* [Textabschnitt]
□ □ □

Im folgenden werden wir das Entstehen und das Platzen von Preisblasen näher untersuchen. Das Bubble-Crash Phänomen ist an verschiedesten Stellen dieser Arbeit zu finden, wobei immer versucht wird, auf verschiedene Aspekte einzugehen. Die große Bedeutung die diesem besonderem Abweichen vom inneren Wert einer Aktie zugemessen wird, ergibt sich durch die mächtige Erklärungsfähigkeit für nichtrationalem Traderverhalten, sowie aus der ziemlich gründlichen Untersuchung, sei es nun theoretischer wie auch experimenteller Natur. Grundlegend kann gesagt werden, daß dieses Phänomen robust gegenüber der Marktinstitution sowie anderen Modellparametern ist. Smith [Smith 1988] zeigt in seinen Experimenten, daß spekulative Preisblasen in Aktienmärkten sogar unter der Annahme von (theoretisch) homogenen Informationen (über die zukünftigen Dividendenauszahlungen) auftreten und kommt zum Schluß, daß erst Erfahrung dazu führt, daß homogene Informationen auch zu rationalen Erwartungen werden. Ein weiteres wichtiges Ergebnis einiger Experimente von Williams und Smith [Smith 1988] ist, daß in der letzten Periode die Preise näher am theoretischen Gleichgewicht sind, als in allen anderen Perioden (15). Vom Design her können diese Experimente teilweise mit dem APSM verglichen werden. Die wichtigste Gemeinsamkeit ist darin zu sehen, daß diese Märkte zu einem gewissen, vorher festgelegten, Zeitpunkt terminieren. Der größte Unterschied zwischen APSM und den anderen Experimenten ist die Tatsache, daß erstens die den Händlern zur Verfügung stehenden Informationen nicht kontrolliert werden und zweitens, daß das Endergebnis der Wahlen und damit die angestrebten Aktienkurse nicht ex ante ermittelt, sondern nur ex post verifiziert werden können.

□ □ □

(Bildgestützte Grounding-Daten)
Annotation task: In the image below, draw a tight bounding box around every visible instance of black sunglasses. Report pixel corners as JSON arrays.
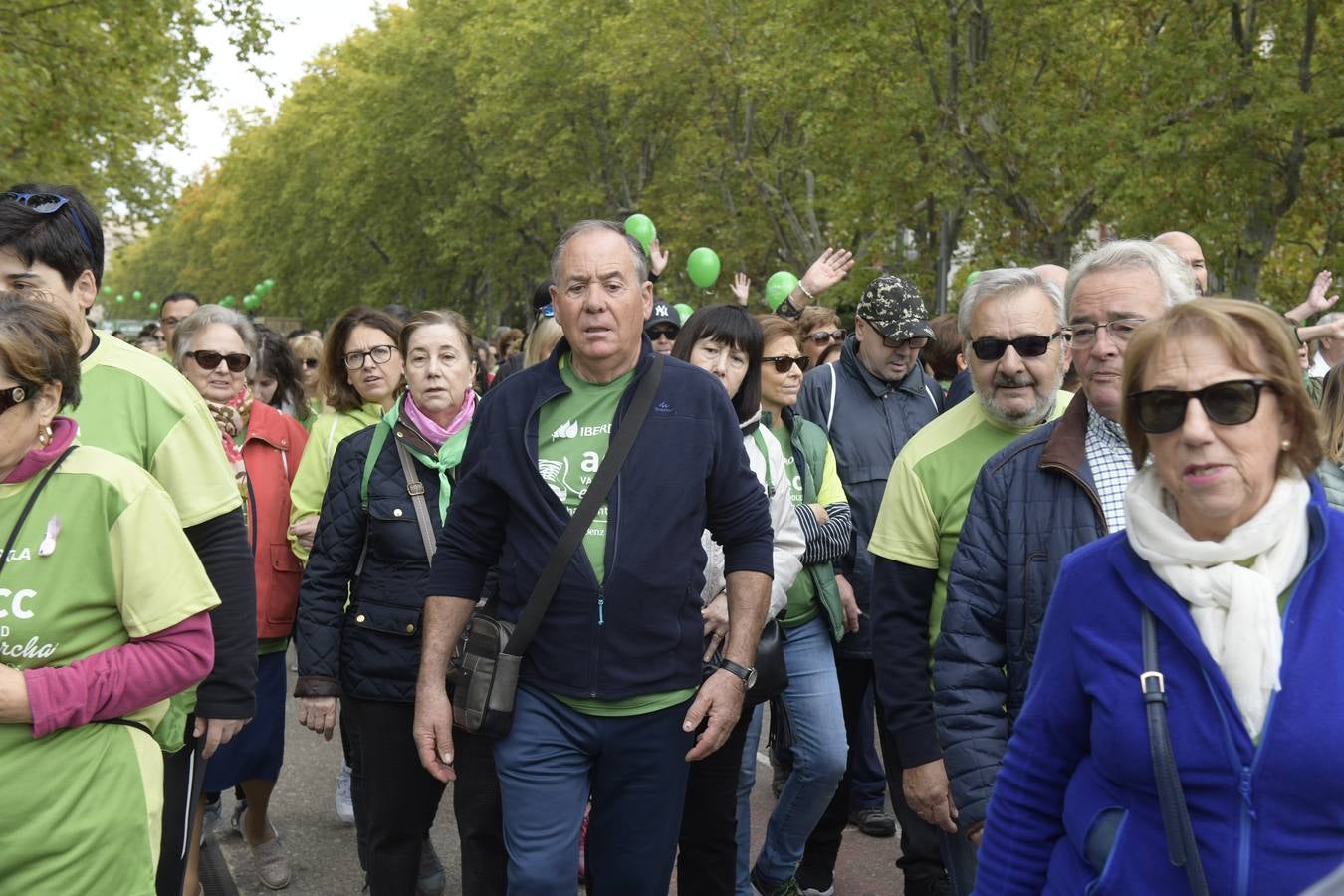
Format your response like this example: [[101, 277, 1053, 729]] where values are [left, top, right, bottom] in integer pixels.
[[971, 330, 1068, 361], [0, 385, 36, 414], [1129, 380, 1278, 434], [0, 192, 93, 261], [761, 354, 811, 373], [807, 330, 847, 345], [187, 350, 251, 373]]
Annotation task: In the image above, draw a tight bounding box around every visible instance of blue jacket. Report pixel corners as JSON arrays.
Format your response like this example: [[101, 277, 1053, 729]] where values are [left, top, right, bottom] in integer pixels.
[[797, 336, 944, 657], [976, 482, 1344, 896], [422, 338, 775, 700], [933, 397, 1106, 824]]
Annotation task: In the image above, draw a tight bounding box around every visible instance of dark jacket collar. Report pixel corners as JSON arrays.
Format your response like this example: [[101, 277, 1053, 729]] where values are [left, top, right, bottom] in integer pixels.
[[838, 334, 923, 397], [1039, 392, 1087, 473]]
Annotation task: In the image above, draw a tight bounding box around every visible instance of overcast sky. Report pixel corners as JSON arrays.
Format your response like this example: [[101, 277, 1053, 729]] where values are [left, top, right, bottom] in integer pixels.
[[160, 0, 391, 183]]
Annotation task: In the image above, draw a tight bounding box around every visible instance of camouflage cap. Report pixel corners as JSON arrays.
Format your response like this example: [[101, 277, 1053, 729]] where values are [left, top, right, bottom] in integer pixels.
[[855, 274, 938, 339]]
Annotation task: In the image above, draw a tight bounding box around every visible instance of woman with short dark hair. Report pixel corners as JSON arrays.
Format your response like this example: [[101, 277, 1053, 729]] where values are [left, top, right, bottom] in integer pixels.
[[976, 300, 1344, 895], [0, 293, 219, 896]]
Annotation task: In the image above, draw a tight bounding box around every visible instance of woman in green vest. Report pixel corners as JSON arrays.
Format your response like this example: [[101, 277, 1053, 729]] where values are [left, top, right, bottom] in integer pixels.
[[738, 316, 859, 895]]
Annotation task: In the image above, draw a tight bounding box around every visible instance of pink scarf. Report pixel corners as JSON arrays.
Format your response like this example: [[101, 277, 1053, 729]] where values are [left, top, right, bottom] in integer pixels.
[[4, 416, 80, 482], [402, 389, 476, 447]]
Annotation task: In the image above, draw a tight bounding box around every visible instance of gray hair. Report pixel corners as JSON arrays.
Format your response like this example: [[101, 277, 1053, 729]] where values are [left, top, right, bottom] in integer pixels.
[[957, 268, 1067, 341], [1064, 239, 1195, 317], [552, 219, 649, 286], [172, 299, 257, 376]]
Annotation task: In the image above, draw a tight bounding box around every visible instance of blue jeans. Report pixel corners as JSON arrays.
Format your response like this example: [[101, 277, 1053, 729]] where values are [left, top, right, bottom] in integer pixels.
[[495, 687, 695, 896], [738, 616, 848, 896]]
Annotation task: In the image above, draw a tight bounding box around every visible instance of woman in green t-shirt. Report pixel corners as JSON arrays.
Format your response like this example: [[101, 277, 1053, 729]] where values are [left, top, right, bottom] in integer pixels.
[[0, 293, 219, 896]]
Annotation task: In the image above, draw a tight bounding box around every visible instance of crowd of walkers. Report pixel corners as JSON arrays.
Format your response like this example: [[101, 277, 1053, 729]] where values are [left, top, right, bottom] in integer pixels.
[[0, 184, 1344, 896]]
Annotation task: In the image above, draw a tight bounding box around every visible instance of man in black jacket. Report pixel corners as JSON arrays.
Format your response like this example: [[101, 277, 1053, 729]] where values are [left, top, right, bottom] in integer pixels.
[[415, 222, 773, 896], [933, 241, 1194, 845], [0, 184, 257, 896]]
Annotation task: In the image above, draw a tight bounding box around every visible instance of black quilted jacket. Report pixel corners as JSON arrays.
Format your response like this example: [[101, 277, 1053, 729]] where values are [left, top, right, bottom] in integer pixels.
[[295, 422, 442, 703]]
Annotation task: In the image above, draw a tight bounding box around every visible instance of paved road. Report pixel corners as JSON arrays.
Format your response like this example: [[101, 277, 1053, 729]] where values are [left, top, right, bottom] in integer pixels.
[[207, 653, 902, 896]]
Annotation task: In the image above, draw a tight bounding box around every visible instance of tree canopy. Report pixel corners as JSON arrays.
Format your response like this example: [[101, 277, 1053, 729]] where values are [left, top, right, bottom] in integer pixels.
[[102, 0, 1344, 324]]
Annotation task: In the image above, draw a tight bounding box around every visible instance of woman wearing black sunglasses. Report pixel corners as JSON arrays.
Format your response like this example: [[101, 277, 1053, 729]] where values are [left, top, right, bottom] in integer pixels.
[[977, 300, 1344, 893]]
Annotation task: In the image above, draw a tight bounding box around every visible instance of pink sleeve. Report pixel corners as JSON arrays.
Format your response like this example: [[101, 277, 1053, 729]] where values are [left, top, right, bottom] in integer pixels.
[[23, 612, 215, 738]]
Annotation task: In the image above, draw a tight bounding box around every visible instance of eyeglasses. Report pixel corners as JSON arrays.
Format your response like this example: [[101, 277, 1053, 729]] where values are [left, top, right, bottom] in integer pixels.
[[0, 192, 93, 261], [761, 354, 811, 373], [807, 330, 848, 345], [882, 336, 929, 352], [1129, 380, 1278, 435], [345, 345, 396, 370], [1068, 317, 1148, 347], [971, 330, 1068, 361], [187, 350, 251, 373], [0, 385, 36, 414]]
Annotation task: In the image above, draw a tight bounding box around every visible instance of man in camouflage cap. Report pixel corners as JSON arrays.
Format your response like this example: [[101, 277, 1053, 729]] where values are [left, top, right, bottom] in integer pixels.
[[797, 274, 946, 896]]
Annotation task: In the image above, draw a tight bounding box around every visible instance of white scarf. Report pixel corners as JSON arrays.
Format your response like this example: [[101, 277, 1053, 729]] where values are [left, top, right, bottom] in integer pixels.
[[1125, 468, 1312, 739]]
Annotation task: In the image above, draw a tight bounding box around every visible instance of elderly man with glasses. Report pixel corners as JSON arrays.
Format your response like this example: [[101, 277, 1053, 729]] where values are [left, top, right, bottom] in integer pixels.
[[933, 241, 1195, 875], [868, 268, 1071, 896]]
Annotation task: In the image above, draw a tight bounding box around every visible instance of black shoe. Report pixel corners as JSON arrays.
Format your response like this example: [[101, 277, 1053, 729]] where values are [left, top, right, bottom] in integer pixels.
[[849, 808, 896, 837]]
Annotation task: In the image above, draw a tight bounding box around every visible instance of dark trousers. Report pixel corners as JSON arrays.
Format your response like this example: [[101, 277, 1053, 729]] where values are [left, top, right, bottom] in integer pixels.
[[802, 654, 946, 893], [154, 715, 206, 896], [676, 707, 756, 896], [453, 728, 508, 896], [344, 697, 444, 896]]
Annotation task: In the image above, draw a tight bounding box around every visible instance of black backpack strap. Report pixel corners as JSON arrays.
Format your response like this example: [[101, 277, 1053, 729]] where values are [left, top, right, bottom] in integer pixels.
[[1138, 607, 1209, 896], [504, 354, 663, 657]]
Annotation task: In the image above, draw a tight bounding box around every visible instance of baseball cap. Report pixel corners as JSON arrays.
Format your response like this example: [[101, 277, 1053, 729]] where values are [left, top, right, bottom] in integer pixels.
[[644, 300, 681, 332], [855, 274, 938, 339]]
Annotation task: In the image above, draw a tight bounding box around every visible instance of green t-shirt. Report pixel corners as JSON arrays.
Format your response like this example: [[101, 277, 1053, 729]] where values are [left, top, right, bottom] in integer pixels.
[[66, 329, 242, 527], [537, 356, 634, 585], [0, 445, 219, 896], [537, 354, 695, 716], [868, 392, 1074, 646]]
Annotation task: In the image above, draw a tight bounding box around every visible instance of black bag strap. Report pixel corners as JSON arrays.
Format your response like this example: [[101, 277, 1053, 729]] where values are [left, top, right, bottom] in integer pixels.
[[1138, 607, 1209, 896], [396, 439, 438, 562], [0, 445, 76, 582], [504, 354, 663, 657]]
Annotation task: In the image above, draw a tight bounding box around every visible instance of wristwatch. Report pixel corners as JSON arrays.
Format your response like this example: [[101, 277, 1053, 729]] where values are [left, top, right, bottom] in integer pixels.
[[719, 660, 756, 689]]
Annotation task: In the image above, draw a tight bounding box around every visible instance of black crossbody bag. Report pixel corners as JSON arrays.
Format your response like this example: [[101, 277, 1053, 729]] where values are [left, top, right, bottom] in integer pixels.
[[448, 354, 663, 738]]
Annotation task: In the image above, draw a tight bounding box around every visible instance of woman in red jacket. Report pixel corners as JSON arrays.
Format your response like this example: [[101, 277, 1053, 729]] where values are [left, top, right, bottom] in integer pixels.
[[173, 305, 308, 892]]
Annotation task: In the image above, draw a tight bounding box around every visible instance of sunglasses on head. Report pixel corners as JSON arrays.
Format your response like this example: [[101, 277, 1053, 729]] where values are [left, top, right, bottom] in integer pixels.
[[0, 192, 93, 261], [807, 330, 847, 345], [0, 385, 36, 414], [187, 350, 251, 373], [1129, 380, 1278, 434], [761, 354, 811, 373], [971, 330, 1068, 361]]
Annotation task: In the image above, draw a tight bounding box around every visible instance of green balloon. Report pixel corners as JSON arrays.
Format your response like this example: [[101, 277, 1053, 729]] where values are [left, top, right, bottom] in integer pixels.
[[625, 212, 659, 255], [765, 270, 798, 312], [686, 246, 719, 289]]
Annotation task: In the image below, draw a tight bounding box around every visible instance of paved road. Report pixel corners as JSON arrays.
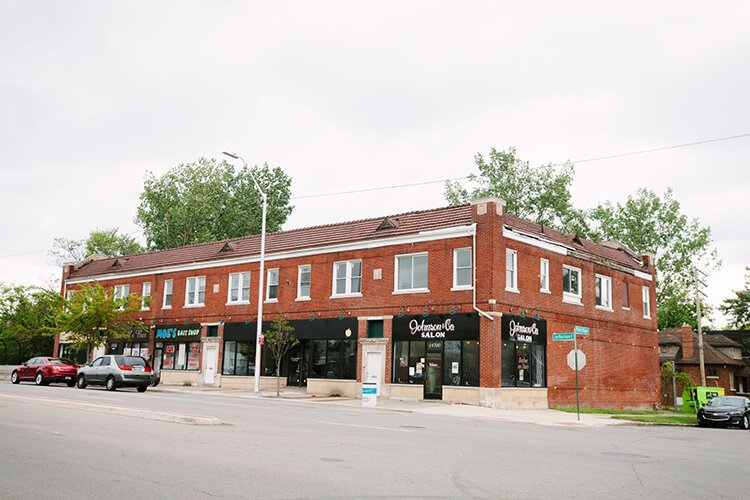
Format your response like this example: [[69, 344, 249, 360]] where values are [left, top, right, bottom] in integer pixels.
[[0, 382, 750, 499]]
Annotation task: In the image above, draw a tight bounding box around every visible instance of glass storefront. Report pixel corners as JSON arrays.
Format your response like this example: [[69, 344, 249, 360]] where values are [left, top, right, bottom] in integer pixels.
[[392, 314, 479, 399], [501, 316, 547, 387]]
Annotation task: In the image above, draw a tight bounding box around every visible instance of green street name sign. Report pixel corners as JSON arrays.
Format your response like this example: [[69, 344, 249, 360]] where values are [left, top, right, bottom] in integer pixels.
[[552, 333, 576, 340]]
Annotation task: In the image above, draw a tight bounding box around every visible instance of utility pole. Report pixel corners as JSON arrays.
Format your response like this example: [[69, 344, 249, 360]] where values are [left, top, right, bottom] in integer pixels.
[[693, 266, 706, 387]]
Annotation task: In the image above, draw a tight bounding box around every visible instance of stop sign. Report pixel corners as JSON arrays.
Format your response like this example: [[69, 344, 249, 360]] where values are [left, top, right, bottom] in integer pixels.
[[568, 349, 586, 370]]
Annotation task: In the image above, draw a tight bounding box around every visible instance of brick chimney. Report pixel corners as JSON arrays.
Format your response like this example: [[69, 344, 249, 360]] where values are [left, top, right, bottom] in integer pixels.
[[677, 323, 694, 358]]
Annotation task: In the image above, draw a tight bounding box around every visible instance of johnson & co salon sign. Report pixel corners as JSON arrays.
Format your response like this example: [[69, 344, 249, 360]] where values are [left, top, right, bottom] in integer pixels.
[[393, 314, 479, 340], [502, 315, 547, 345]]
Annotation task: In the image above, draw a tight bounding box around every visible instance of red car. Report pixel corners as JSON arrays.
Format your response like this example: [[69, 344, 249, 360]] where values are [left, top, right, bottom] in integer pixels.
[[10, 357, 79, 387]]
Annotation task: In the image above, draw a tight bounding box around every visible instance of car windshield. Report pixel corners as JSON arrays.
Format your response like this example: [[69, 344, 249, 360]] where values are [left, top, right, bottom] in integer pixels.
[[708, 396, 745, 406], [115, 356, 148, 366], [49, 358, 75, 365]]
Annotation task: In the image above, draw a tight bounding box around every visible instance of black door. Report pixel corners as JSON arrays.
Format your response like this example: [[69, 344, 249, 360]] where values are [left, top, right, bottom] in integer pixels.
[[424, 342, 443, 399]]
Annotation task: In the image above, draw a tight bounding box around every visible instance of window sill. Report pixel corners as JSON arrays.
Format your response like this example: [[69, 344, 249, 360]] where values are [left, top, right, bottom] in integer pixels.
[[392, 288, 430, 295], [329, 293, 362, 299]]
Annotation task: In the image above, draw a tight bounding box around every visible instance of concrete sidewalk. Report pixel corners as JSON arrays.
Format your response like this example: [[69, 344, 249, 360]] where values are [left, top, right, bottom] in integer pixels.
[[149, 385, 628, 427]]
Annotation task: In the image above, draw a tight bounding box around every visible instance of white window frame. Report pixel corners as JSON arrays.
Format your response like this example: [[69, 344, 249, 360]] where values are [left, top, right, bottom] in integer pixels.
[[641, 286, 651, 319], [226, 271, 250, 306], [451, 247, 474, 291], [562, 264, 583, 305], [330, 259, 364, 299], [112, 285, 130, 311], [393, 252, 430, 294], [505, 248, 518, 293], [594, 274, 613, 311], [141, 281, 151, 311], [185, 276, 206, 307], [265, 267, 280, 303], [161, 280, 174, 309], [539, 259, 552, 293], [297, 264, 312, 301]]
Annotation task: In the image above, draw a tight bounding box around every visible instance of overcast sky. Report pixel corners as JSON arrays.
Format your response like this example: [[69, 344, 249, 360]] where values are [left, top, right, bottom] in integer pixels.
[[0, 0, 750, 325]]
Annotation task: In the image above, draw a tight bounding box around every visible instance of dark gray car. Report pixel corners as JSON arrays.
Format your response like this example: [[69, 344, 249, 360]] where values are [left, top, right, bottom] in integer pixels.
[[76, 354, 154, 392]]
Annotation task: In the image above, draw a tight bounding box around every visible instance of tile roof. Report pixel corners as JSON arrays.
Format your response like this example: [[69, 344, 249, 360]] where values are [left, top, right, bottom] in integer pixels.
[[69, 204, 647, 279]]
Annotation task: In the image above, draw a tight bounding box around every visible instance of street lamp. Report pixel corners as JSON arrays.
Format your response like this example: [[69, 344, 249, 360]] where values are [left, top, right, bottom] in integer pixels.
[[223, 151, 268, 394]]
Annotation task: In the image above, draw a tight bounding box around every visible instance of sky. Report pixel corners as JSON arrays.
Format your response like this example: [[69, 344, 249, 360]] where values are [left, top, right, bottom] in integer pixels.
[[0, 0, 750, 326]]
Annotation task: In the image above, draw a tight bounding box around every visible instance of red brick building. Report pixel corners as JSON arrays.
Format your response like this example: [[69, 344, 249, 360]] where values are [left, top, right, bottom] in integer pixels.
[[55, 198, 660, 408]]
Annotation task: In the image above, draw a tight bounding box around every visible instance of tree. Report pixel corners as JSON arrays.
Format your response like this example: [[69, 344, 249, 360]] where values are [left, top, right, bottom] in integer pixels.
[[50, 228, 143, 265], [55, 283, 144, 358], [445, 148, 588, 236], [0, 284, 63, 364], [263, 315, 299, 398], [135, 158, 294, 250], [719, 266, 750, 330], [589, 188, 721, 329]]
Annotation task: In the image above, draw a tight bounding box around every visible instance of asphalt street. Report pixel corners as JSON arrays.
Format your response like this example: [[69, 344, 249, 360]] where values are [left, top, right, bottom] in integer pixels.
[[0, 382, 750, 499]]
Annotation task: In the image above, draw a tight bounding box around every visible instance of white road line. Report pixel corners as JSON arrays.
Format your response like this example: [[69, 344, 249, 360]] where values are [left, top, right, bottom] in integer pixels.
[[318, 422, 412, 432]]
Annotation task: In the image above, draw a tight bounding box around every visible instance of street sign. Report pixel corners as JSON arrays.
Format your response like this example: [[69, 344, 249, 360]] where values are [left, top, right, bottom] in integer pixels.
[[552, 333, 575, 340], [568, 349, 586, 370]]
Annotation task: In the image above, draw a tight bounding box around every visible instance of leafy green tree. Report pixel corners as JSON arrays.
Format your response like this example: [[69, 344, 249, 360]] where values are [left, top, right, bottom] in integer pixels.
[[445, 148, 588, 236], [135, 158, 293, 250], [263, 315, 299, 398], [50, 228, 143, 265], [0, 284, 63, 362], [719, 266, 750, 330], [589, 189, 721, 329], [55, 283, 144, 358]]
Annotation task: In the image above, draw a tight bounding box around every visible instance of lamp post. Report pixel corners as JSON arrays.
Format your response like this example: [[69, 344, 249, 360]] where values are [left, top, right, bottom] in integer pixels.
[[223, 151, 268, 394]]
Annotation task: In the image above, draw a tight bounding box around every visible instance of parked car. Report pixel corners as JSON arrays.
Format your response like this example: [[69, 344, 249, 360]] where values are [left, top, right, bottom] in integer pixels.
[[698, 396, 750, 429], [76, 354, 154, 392], [10, 356, 79, 387]]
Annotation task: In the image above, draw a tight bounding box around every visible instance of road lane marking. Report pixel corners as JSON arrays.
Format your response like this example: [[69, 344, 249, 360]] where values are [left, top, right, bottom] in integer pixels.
[[318, 421, 412, 432]]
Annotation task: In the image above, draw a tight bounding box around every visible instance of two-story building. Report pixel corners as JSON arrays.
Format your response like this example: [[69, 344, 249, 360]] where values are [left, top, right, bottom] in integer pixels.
[[55, 198, 660, 408]]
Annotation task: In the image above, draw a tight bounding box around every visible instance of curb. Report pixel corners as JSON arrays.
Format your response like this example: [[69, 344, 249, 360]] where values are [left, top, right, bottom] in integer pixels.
[[0, 394, 222, 425]]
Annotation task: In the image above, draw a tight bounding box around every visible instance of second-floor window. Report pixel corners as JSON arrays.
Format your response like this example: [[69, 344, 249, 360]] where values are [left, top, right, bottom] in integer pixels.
[[596, 274, 612, 309], [453, 248, 471, 288], [141, 281, 151, 311], [396, 253, 427, 291], [227, 273, 250, 304], [563, 265, 581, 304], [539, 259, 549, 292], [505, 249, 518, 292], [297, 264, 312, 300], [185, 276, 206, 306], [266, 269, 279, 301], [161, 280, 172, 309], [333, 260, 362, 296]]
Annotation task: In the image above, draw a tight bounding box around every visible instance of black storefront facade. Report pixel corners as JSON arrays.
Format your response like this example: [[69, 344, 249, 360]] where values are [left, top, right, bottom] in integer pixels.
[[391, 314, 479, 399], [501, 315, 547, 388], [221, 318, 357, 387]]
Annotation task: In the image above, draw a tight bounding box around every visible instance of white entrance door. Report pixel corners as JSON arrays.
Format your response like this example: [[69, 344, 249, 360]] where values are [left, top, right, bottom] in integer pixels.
[[203, 345, 218, 384], [364, 351, 383, 395]]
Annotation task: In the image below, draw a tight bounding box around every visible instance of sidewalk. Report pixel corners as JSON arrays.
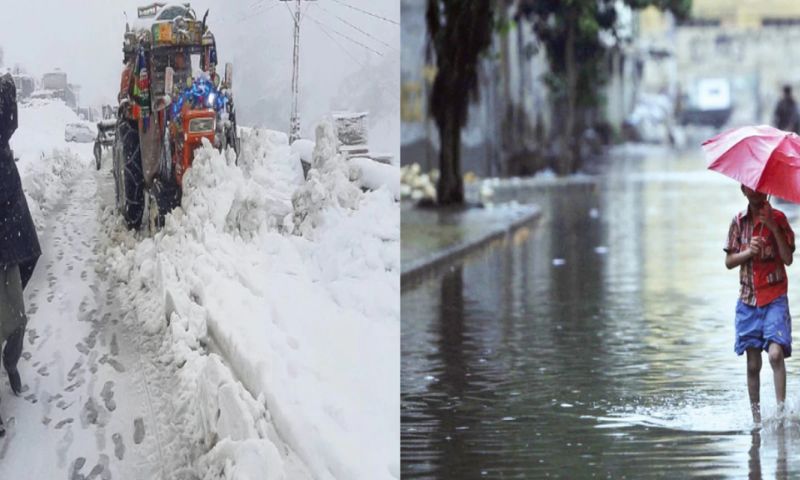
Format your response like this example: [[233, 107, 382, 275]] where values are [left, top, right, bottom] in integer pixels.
[[400, 202, 541, 283]]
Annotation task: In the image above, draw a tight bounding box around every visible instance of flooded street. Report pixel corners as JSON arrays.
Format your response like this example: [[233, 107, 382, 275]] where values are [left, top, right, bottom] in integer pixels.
[[401, 144, 800, 478]]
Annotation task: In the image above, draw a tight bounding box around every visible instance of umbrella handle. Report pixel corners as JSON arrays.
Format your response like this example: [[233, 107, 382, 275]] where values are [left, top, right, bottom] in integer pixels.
[[756, 195, 772, 258]]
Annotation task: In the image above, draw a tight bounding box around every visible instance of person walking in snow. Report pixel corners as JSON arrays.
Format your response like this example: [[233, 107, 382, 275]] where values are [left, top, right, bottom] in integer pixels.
[[0, 74, 42, 436]]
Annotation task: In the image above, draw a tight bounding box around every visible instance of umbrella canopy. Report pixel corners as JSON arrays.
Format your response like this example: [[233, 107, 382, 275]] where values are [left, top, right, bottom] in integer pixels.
[[702, 125, 800, 203]]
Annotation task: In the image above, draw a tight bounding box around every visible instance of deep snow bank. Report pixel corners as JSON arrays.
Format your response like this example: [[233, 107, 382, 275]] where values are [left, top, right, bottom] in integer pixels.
[[11, 100, 91, 232], [104, 125, 400, 479]]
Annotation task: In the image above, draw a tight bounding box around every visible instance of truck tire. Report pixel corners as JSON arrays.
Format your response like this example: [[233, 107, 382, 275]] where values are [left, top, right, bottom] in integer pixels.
[[114, 121, 144, 229]]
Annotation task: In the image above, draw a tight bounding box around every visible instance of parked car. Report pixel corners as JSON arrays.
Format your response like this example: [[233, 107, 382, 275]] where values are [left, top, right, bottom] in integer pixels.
[[64, 122, 97, 143], [680, 78, 733, 128]]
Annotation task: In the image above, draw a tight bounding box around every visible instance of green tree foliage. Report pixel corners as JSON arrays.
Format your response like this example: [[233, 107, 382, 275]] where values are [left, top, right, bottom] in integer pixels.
[[425, 0, 494, 205], [518, 0, 691, 174]]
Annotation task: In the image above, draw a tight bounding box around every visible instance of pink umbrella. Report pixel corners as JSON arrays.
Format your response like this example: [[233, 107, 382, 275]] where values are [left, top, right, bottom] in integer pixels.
[[702, 125, 800, 203]]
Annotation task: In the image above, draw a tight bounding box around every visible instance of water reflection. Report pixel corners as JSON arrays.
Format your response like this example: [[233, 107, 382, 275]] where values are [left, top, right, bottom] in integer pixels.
[[401, 146, 800, 478]]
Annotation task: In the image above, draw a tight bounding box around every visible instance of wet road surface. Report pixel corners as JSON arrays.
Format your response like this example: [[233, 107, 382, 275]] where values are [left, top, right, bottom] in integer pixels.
[[401, 148, 800, 478]]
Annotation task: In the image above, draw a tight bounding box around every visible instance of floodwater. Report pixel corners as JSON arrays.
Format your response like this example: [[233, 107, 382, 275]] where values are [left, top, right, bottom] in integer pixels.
[[401, 144, 800, 479]]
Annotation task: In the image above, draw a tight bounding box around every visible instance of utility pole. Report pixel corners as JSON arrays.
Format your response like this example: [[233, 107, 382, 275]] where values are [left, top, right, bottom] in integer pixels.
[[281, 0, 315, 145]]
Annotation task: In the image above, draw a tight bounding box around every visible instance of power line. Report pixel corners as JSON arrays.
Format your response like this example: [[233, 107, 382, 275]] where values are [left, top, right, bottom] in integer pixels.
[[306, 13, 383, 57], [326, 0, 400, 25], [281, 1, 297, 23], [309, 17, 366, 68], [319, 6, 392, 48]]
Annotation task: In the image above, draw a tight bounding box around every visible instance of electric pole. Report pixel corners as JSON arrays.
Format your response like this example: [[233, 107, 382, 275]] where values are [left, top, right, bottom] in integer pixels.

□ □ □

* [Arbeitsauftrag]
Können Sie den Text über spekulative Preisblasen im Anschluss an seinen letzten Satz fortsetzen?

* [Ergebnis]
Price Bubbles im APSM
Diese theoretischen Erkenntnisse lassen die Daten des APSM unter einem ganz neuen Licht erscheinen. Obwohl der APSM viele Eigenschaften eines vollkommenen Marktes besitzt, so muß das jedoch nicht bedeuten, daß es sich um einen effizienten Markt handelt (über den gesamten Zeitraum). Informationen, welche die Fundamentalwerte beeinflussen, gehen zwar in den Marktpreis ein, aber der Marktpreis reflektiert diese Informationen mit einem gewissen "Fehler". Dieser Fehler ist zum einen zeitlich begründet, d.h. Informationen gehen nicht wie bei einem vollkommenen Markt mit unendlicher Geschwindigkeit in die Kurse ein. Zu anderen kann durch Spekulation ein Abweichen vom fundamentalen Wert erfolgen.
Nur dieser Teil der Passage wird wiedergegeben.